[Start of Attachment]

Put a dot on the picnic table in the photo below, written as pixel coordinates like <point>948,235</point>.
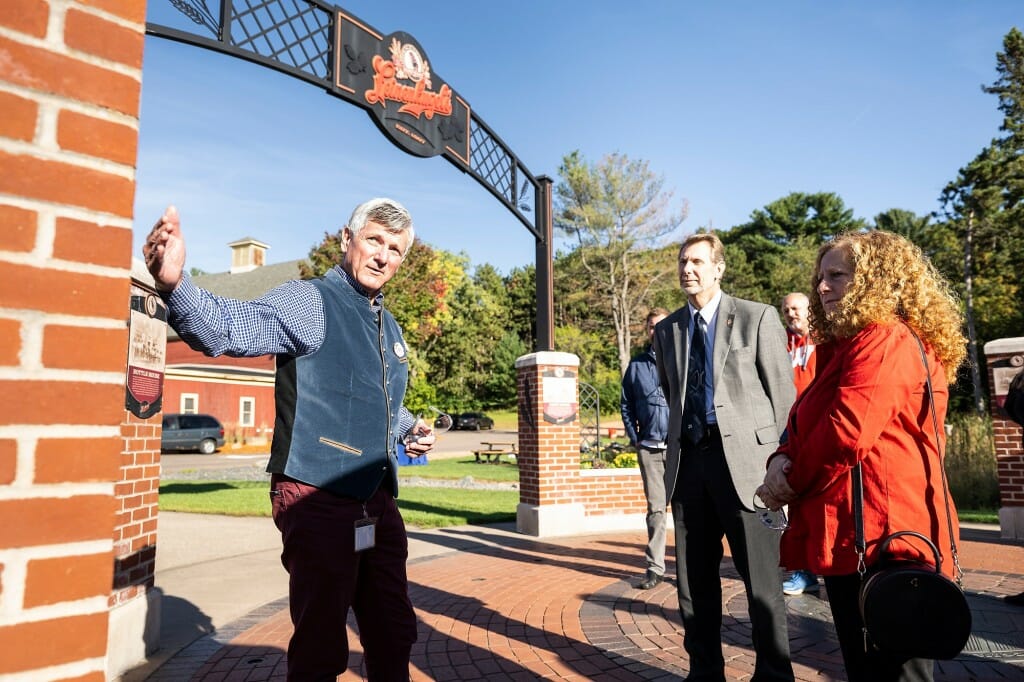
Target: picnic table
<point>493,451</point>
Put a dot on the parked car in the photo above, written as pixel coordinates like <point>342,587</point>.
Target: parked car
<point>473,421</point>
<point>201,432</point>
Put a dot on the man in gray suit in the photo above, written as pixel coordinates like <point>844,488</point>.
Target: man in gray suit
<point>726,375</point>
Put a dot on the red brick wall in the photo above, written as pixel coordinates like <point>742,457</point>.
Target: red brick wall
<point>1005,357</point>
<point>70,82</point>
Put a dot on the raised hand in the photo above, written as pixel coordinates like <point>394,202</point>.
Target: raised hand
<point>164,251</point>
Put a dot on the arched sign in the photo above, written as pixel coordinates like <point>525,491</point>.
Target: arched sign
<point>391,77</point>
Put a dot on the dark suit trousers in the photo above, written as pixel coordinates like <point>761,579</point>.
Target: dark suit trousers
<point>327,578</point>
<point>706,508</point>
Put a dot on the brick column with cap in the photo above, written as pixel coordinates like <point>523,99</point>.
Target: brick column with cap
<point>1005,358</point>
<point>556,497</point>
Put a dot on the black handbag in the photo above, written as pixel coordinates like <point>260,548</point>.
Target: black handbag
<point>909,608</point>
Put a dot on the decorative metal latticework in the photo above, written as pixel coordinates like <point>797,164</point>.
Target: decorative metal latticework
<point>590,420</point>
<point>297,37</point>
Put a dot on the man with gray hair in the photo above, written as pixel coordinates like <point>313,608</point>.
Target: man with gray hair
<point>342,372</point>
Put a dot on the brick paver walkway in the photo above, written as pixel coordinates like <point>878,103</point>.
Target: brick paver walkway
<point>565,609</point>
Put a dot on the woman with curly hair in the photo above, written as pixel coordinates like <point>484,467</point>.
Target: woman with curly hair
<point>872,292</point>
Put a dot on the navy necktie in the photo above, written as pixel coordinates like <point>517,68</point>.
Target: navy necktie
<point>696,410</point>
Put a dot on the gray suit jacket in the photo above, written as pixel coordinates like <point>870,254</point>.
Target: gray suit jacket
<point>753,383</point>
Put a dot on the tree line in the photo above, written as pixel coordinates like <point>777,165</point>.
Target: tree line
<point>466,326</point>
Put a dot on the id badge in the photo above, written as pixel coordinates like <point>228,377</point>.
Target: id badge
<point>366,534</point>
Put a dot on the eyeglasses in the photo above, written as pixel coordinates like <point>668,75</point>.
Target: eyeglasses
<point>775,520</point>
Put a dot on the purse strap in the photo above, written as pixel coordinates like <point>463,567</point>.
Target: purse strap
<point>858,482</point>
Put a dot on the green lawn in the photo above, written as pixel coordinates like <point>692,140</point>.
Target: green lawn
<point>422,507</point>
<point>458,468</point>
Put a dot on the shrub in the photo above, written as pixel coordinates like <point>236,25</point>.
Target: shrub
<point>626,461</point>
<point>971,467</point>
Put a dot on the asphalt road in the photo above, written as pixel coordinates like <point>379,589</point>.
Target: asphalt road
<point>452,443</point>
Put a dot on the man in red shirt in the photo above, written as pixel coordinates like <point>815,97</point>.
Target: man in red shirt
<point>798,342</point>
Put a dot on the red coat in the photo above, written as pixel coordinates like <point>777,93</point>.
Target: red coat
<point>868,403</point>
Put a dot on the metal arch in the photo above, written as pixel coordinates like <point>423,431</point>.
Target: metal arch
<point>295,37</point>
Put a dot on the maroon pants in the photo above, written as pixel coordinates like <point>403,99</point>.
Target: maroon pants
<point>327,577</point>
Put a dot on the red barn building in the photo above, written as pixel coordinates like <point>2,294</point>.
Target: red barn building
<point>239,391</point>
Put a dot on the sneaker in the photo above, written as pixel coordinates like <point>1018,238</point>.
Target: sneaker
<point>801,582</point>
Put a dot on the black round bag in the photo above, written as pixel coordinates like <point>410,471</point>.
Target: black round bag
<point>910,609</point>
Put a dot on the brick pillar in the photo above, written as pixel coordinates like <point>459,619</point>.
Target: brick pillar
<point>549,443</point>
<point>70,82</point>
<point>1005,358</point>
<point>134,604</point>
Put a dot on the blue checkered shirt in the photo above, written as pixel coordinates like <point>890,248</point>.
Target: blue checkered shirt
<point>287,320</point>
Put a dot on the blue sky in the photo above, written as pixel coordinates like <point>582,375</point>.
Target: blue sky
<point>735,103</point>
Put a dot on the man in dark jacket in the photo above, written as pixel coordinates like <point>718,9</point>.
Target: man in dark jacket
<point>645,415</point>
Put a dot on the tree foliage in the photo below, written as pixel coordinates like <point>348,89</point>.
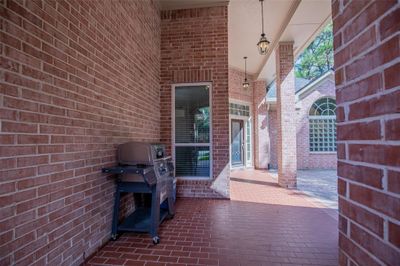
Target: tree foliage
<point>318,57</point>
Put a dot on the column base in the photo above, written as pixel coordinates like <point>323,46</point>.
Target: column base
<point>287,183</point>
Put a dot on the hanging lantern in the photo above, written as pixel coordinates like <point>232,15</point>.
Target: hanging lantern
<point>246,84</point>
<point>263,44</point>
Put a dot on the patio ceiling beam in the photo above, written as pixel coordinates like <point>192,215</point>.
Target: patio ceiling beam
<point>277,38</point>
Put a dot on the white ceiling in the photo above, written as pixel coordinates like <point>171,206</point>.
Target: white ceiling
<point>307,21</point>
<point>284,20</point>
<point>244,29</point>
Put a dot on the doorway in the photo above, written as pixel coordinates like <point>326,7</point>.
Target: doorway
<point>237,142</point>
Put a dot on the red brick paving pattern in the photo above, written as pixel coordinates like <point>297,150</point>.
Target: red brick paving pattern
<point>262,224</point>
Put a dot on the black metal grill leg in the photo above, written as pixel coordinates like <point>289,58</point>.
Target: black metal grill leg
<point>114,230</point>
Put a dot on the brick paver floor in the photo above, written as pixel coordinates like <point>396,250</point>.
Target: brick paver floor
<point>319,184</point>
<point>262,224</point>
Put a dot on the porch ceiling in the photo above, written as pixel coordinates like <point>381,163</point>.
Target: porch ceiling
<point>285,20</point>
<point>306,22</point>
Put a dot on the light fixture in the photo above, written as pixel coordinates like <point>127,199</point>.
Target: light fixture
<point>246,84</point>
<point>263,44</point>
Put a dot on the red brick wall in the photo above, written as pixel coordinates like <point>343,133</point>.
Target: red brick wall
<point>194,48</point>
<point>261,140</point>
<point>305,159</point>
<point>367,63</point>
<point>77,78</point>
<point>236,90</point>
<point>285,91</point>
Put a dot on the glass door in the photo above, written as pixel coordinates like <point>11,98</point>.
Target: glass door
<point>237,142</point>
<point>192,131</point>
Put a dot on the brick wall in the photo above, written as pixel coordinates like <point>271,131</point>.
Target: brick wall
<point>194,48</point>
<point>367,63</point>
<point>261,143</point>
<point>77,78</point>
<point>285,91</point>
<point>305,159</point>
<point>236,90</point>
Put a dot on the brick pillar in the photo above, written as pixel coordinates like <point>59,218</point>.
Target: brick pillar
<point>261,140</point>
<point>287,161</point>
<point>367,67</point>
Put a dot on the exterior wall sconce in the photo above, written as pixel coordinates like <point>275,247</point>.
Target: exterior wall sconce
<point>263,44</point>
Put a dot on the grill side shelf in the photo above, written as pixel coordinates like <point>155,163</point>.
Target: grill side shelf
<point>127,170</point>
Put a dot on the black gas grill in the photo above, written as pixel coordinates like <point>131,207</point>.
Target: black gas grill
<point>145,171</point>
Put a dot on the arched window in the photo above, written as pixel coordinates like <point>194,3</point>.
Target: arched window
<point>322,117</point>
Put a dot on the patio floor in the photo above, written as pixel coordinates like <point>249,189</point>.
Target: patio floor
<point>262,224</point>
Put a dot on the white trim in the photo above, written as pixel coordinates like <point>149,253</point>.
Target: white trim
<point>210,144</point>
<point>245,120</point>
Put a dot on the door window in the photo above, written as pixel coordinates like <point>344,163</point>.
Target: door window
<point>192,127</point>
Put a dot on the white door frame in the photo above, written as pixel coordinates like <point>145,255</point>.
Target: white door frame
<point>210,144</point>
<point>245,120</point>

[End of Attachment]

Exercise:
Please transcribe only the lines in the records above running from the line that has "Target: patio floor" through the line that has "Put a dot on the white door", both included, exactly as they appear.

Exercise response:
Target: patio floor
<point>262,224</point>
Put a dot on the white trim in the photo above, written as pixel coordinates like <point>149,253</point>.
Target: white trim
<point>210,144</point>
<point>245,120</point>
Put a dot on the door window in the photo above, written as pixel coordinates like <point>344,163</point>.
Target: door window
<point>192,127</point>
Put a dot on the white door frame in the photo above, written as pixel coordinates like <point>145,255</point>.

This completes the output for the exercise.